Goal: Copy out, without changes, the lines in the items below beginning with the line that contains "Would you be able to point to the yellow" and running through the line that contains "column 276, row 281". Include nothing else.
start Task inputs
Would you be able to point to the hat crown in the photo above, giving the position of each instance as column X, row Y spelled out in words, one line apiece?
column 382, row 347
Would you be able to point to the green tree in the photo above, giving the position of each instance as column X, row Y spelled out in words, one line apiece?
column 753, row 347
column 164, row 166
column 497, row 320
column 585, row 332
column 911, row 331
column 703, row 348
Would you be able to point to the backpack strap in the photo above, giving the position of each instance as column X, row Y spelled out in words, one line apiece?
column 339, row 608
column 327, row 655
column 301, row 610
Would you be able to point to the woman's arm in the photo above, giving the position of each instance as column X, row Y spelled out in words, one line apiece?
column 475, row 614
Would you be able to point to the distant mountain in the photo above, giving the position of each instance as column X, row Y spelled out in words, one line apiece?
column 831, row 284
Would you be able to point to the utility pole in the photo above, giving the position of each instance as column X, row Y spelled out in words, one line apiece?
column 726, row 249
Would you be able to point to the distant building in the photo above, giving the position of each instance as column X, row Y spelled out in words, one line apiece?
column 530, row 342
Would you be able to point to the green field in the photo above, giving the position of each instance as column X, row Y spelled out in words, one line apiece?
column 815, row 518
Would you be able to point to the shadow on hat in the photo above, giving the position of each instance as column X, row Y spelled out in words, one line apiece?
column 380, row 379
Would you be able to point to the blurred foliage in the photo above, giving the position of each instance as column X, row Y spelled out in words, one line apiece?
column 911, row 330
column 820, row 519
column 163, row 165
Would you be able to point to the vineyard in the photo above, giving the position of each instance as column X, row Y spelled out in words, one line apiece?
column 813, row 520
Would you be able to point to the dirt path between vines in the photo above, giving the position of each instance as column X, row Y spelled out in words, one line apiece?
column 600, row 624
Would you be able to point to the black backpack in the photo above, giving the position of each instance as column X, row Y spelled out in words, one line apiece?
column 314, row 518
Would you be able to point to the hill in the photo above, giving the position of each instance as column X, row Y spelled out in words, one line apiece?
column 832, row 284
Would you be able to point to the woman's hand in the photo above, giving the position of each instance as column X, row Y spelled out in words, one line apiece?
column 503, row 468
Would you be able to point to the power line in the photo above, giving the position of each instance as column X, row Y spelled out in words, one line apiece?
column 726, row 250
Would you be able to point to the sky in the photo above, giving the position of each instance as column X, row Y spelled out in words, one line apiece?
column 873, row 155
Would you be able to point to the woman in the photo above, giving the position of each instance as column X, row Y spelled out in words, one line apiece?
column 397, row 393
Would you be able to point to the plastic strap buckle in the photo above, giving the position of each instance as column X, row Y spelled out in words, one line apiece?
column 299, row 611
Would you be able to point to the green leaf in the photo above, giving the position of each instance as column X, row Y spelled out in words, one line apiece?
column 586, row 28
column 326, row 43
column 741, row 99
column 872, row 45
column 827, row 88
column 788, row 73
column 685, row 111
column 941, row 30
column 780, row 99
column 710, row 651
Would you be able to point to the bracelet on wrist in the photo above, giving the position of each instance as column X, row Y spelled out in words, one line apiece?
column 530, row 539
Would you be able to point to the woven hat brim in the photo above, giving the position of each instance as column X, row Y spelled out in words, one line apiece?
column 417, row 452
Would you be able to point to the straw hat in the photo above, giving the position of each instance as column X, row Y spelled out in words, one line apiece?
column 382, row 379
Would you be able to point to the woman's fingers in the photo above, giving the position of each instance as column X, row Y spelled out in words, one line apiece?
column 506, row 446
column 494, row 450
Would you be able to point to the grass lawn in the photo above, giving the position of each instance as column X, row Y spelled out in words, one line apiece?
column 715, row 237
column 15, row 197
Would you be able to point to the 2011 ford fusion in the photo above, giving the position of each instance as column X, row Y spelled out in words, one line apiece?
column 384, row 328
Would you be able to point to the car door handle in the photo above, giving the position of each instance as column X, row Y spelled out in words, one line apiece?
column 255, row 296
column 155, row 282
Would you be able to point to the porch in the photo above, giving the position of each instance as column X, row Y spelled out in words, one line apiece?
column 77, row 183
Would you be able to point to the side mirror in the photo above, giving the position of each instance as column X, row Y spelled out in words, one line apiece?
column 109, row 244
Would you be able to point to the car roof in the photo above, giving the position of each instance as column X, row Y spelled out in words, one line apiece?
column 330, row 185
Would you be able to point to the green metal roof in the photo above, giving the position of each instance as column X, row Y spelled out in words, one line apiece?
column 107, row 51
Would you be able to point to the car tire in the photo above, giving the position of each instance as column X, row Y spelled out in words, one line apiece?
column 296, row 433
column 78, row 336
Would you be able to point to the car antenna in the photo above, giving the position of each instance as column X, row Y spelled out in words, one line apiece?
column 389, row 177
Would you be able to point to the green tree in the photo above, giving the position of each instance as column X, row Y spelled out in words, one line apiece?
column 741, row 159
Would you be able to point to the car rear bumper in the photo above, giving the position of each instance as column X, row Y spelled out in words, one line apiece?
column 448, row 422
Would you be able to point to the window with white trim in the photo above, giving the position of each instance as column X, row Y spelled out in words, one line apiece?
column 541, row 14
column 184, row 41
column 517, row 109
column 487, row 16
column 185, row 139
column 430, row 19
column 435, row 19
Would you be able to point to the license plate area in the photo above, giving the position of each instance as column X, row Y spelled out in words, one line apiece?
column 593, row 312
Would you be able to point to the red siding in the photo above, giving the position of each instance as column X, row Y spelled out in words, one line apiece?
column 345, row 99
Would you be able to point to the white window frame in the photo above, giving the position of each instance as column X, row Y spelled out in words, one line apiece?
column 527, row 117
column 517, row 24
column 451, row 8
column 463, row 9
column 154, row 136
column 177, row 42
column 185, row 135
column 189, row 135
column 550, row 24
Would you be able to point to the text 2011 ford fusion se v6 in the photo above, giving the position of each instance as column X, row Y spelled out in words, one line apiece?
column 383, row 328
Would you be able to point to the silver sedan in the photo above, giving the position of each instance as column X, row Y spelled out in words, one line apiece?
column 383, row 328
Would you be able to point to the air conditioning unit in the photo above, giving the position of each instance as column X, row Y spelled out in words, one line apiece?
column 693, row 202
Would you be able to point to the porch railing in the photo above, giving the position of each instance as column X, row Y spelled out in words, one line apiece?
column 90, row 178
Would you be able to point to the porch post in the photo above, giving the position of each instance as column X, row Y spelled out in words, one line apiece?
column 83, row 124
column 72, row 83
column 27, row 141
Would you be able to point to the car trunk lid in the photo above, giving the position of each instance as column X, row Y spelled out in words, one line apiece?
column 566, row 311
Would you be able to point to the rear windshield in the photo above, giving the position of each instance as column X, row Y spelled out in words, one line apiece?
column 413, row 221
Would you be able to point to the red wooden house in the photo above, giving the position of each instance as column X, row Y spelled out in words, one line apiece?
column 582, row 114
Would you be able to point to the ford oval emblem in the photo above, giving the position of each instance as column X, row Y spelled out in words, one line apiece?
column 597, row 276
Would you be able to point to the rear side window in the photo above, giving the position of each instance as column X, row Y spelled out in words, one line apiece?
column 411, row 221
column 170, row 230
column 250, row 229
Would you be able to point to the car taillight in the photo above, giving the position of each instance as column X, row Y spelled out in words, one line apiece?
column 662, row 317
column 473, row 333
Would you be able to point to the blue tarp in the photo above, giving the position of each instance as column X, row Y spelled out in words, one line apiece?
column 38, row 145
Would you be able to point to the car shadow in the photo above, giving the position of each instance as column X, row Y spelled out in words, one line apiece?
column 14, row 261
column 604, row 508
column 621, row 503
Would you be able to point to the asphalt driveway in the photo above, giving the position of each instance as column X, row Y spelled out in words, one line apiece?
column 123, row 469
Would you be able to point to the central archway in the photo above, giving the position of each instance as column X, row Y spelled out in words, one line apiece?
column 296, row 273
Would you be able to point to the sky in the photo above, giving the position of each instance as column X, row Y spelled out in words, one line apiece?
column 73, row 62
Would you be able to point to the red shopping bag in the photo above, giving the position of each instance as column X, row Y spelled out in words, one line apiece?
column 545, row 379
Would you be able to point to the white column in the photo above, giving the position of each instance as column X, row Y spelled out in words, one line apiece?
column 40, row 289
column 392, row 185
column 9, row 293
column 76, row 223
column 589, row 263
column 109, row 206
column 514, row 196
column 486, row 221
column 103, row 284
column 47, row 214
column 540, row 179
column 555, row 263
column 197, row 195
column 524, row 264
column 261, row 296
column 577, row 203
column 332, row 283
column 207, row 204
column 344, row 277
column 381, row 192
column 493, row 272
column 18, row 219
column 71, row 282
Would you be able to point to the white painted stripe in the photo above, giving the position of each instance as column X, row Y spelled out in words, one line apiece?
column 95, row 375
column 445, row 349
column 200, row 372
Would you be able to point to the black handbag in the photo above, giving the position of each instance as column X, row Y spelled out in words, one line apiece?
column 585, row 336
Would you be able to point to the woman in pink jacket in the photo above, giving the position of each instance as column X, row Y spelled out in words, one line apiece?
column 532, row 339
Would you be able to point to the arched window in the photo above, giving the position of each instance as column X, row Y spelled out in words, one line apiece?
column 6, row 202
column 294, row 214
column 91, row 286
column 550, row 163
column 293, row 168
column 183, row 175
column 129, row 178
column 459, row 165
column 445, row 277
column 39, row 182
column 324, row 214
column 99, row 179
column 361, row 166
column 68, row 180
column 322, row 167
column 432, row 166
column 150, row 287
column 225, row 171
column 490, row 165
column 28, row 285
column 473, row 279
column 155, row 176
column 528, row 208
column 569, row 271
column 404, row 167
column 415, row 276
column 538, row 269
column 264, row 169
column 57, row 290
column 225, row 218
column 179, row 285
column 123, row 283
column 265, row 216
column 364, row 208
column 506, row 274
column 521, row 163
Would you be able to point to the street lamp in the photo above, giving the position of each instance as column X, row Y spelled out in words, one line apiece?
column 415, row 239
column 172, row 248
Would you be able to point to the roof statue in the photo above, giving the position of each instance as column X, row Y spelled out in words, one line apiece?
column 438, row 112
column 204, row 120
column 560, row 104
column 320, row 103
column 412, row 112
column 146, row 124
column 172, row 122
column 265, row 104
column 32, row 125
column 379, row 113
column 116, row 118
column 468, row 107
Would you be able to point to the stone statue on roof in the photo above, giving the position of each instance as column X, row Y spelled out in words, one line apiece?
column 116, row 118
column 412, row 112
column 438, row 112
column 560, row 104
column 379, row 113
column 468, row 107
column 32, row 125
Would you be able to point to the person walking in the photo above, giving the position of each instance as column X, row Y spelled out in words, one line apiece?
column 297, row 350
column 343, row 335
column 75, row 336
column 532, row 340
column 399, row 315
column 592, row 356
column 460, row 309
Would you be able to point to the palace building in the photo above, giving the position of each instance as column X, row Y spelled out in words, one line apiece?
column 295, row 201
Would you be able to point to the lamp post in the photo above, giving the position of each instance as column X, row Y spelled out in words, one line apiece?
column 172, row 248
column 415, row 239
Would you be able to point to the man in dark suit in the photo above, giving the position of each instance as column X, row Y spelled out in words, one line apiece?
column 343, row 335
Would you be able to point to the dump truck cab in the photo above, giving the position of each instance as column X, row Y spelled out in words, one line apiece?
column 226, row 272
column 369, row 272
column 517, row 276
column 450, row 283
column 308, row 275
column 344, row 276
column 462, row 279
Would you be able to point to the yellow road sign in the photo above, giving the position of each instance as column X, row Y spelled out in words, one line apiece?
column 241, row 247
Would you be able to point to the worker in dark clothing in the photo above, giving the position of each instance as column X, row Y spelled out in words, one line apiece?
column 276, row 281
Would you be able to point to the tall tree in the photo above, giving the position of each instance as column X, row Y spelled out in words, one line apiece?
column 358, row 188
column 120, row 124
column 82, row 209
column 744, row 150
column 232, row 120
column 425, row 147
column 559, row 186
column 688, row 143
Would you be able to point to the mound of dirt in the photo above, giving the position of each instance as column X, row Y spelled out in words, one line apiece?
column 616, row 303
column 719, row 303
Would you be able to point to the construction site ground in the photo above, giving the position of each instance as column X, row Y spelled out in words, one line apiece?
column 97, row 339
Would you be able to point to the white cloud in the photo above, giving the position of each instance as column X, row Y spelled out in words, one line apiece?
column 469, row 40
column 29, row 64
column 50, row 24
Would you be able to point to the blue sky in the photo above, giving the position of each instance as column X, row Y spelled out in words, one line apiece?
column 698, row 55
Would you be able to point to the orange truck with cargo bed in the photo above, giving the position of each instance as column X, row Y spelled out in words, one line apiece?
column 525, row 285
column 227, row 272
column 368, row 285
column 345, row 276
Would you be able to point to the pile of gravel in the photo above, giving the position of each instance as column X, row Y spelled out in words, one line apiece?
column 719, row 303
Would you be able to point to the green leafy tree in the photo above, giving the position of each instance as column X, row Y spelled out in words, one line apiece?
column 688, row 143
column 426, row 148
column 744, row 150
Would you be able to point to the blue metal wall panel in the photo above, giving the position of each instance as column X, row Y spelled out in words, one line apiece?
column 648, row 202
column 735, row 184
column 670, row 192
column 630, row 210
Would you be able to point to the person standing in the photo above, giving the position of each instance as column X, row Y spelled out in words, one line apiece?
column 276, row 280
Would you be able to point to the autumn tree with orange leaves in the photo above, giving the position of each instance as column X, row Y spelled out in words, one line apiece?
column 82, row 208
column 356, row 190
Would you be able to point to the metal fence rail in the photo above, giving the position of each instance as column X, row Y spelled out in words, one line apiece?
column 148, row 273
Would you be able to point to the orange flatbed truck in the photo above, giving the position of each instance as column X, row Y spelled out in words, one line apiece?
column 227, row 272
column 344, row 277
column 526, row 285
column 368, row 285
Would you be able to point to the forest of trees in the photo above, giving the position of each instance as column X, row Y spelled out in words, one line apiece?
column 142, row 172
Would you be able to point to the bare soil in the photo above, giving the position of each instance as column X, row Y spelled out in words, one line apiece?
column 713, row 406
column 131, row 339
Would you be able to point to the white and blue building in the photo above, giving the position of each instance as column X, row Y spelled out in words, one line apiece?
end Task inputs
Worked solution:
Would you be able to point to the yellow road sign in the photo above, giving the position of each instance as column X, row Y spelled out in words, one line apiece?
column 241, row 247
Would you be able to point to the worker in dark clothing in the photo above, giving the position of each instance as column X, row Y spelled out in words, one line apiece?
column 276, row 281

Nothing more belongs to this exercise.